*Record extracts*.
___

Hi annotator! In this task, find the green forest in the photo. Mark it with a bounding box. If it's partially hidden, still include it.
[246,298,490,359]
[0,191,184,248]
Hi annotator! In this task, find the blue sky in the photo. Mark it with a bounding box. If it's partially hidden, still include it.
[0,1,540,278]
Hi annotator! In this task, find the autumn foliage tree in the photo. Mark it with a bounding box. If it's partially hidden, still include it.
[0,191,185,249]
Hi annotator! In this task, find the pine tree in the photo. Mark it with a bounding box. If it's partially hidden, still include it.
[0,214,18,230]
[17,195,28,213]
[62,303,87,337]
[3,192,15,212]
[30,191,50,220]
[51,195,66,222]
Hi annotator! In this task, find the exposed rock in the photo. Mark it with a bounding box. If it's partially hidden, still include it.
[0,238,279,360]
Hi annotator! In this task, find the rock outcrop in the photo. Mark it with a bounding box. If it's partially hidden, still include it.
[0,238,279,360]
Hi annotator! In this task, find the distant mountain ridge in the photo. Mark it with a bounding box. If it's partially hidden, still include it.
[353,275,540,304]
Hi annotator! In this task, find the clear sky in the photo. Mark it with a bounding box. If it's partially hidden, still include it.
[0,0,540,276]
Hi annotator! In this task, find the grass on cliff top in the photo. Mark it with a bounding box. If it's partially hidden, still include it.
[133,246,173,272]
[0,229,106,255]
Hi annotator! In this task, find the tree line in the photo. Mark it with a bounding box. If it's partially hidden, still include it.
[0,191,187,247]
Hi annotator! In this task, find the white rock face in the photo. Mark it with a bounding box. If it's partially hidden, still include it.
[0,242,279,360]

___

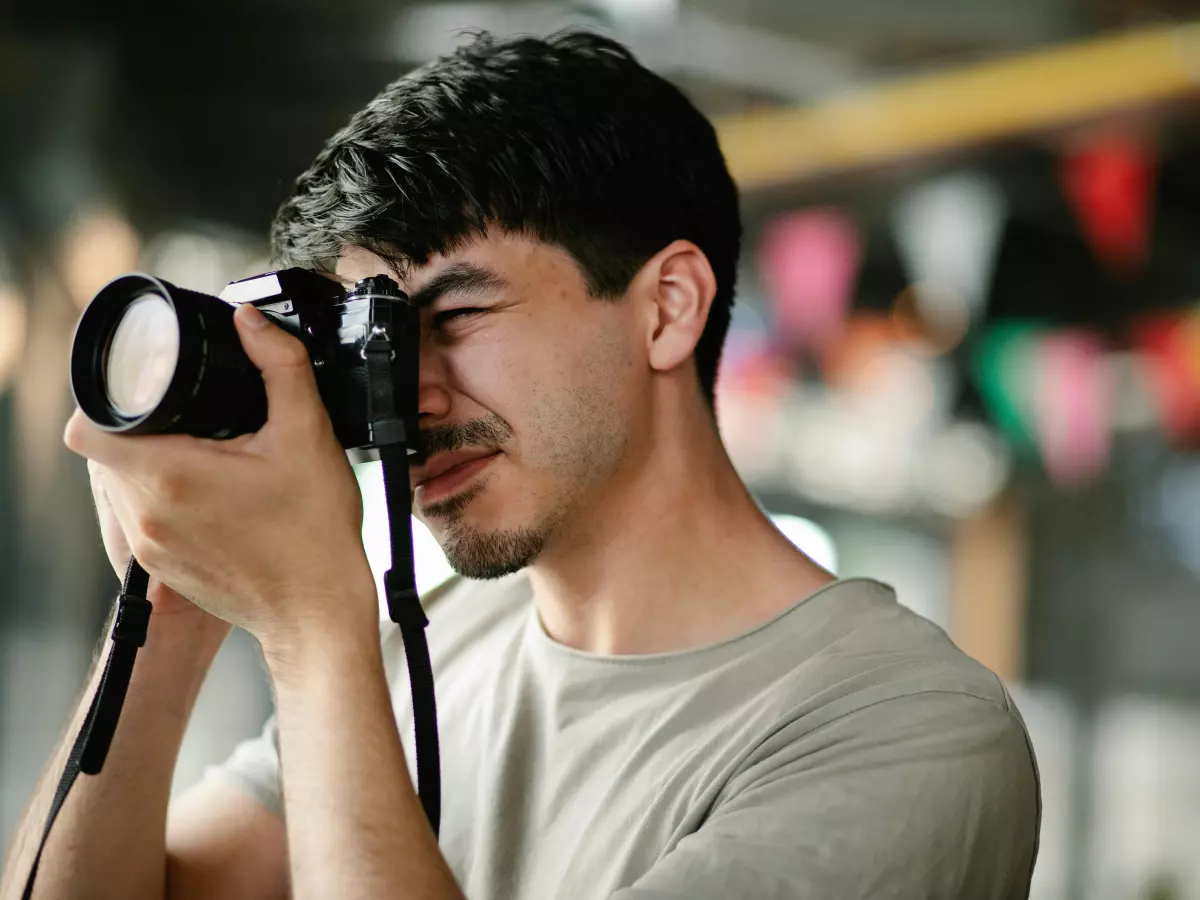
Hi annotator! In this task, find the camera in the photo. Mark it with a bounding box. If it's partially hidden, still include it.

___

*Task to carry out*.
Present the part of the items that opens with the line containing "Hi annotator! In this task, find the clear" and closes with the line containing "[0,191,187,247]" as a numbered list, with both of those lines included and any blank lines left out.

*Solution to this exercise*.
1. Hi annotator! In this task, find the clear sky in the photo. Mark it with a bounding box. If it's partially hidden, still include it.
2. [0,0,540,276]
3. Hi annotator! In this task, find the grass on cliff top in the photo. Mark it with a bounding box. If it's partially hidden, still include it.
4. [133,246,173,272]
5. [0,229,106,255]
6. Hi annotator! In this task, find the tree line in the photo. Mark it with a bounding box. If it's partially hidden, still include it.
7. [0,191,187,247]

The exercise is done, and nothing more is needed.